ACTIVITY 1: Name every long-term negative outcome that the passage on the first-episode psychosis grant lists for individuals with non-affective psychosis.
ACTIVITY 2: Write a continuation of the passage on the first-episode psychosis grant, starting right after its final sentence.

EXCERPT TO READ:
University of Pittsburgh School of Social Work Assistant Professor Nev Jones, along with Lisa Dixon (Columbia University & New York State Psychiatric Institute) and Howard Goldman (University of Maryland School of Medicine) have received a new $3.6 million grant award from the National Institute of Mental Health for their project "Optimizing Disability Benefit Decisions and Outcomes in First Episode Psychosis."
Individuals with non-affective psychosis continue to experience among the worst long-term outcomes of any disability group in the US including un- and under-employment, homelessness, poverty, and premature death. Specialized early intervention in psychosis services, widely referred to as Coordinated Specialty Care (CSC) in the United States, were designed to mitigate these negative outcomes. However, in spite of positive effects on many key domains, research from a foundational controlled trial of CSC found no effect of CSC on enrollment in disability-based benefits (SSI/SSDI) ostensibly reflecting no impact on long-term disability. Once enrolled in SSI/SSDI, individuals are rarely able to return to full-time work or school, and because of current SSI/SSDI policies, are often effectively trapped below the poverty line. Further work from the investigator team has also identified racial disparities in SSI/SSDI enrollment and associated work, school and financial outcomes, raising additional concerns.

Spatial localization data:
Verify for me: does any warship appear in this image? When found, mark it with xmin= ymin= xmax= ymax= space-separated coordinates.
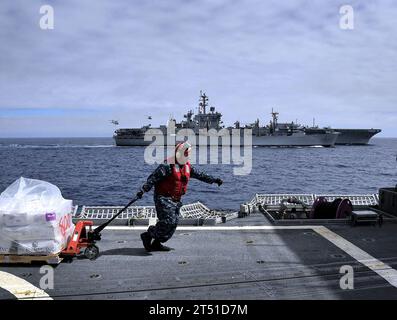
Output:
xmin=305 ymin=126 xmax=382 ymax=145
xmin=113 ymin=92 xmax=339 ymax=147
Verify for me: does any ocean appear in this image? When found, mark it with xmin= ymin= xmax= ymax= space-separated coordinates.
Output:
xmin=0 ymin=138 xmax=397 ymax=210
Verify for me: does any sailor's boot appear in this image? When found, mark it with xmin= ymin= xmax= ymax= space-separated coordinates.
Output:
xmin=141 ymin=232 xmax=152 ymax=252
xmin=151 ymin=240 xmax=173 ymax=251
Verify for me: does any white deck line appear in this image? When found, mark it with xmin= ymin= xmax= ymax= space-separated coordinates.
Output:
xmin=313 ymin=226 xmax=397 ymax=288
xmin=0 ymin=271 xmax=52 ymax=300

WRITTEN REPLY 1:
- Un- and under-employment
- Homelessness
- Poverty
- Premature death

WRITTEN REPLY 2:
The 5-year project will engage in extensive new data collection, involving both surveys and interviews, to better understand the factors influencing the decisions young people make, and contexts that influence these decisions, including family socioeconomics, structural racism, and the available, accessibility and quality of vocational supports. In the final phase of the grant, a participatory process will bring together key stakeholders from across the country to map out action steps at the levels of policy as well as practice with the goal of strengthening services and improving outcomes. The project will be advised by a national steering committee including impacted young people, their families and community providers.
In addition, this is the first time an NIMH R01 on schizophrenia has involved a PI with personal experience of schizophrenia (and early intervention); and the hiring of project staff and students with personal experience of psychosis will be prioritized throughout. Dr. Jones has made this a cornerstone of her work and has written about the importance of investing in a research workforce with personal experience of serious mental illness.
Dr. Jones reports "I'm deeply grateful to NIMH for funding this important project. A lot of schizophrenia research more narrowly focuses on symptom-related clinical outcomes and fails to grapple with the complexity of factors, including social and structural determinants, that can so profoundly shape service recipients' lives. With this grant, we have the opportunity to produce the kind of knowledge that could genuinely transform our understanding of underlying issues and generate solutions with realistic potential to shift policy and practice."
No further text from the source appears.